/---

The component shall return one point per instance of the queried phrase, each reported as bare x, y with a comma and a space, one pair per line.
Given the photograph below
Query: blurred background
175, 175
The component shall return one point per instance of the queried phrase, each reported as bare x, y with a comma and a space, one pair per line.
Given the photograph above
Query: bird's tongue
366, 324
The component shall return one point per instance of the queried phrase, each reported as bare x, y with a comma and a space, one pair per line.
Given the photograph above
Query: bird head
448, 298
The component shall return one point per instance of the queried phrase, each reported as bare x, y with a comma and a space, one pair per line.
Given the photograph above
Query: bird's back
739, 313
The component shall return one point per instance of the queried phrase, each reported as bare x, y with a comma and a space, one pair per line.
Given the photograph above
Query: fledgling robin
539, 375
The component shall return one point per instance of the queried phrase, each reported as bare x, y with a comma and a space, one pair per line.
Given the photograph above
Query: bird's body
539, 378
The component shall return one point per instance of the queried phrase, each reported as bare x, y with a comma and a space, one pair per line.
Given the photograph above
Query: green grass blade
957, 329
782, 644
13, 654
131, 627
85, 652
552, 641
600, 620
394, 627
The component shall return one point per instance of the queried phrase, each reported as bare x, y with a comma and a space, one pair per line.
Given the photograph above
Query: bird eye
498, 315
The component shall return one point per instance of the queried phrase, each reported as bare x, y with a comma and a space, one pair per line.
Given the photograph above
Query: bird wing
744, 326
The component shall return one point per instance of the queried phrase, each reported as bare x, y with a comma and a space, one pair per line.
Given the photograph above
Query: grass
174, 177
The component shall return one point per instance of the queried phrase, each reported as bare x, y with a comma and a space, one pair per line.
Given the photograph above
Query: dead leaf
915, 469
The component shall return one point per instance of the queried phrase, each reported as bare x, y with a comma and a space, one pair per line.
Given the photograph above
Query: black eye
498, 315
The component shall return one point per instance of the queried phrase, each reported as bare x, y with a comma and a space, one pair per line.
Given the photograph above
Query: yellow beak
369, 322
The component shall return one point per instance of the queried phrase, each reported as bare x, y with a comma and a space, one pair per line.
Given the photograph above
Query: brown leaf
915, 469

\---

* [Work to be completed] Locate every line in the data above that contains the string "bird", and copy each such line.

* [Written solution]
Query: bird's tongue
Query: bird head
Query: bird's back
Query: bird's body
Query: bird eye
Query: bird wing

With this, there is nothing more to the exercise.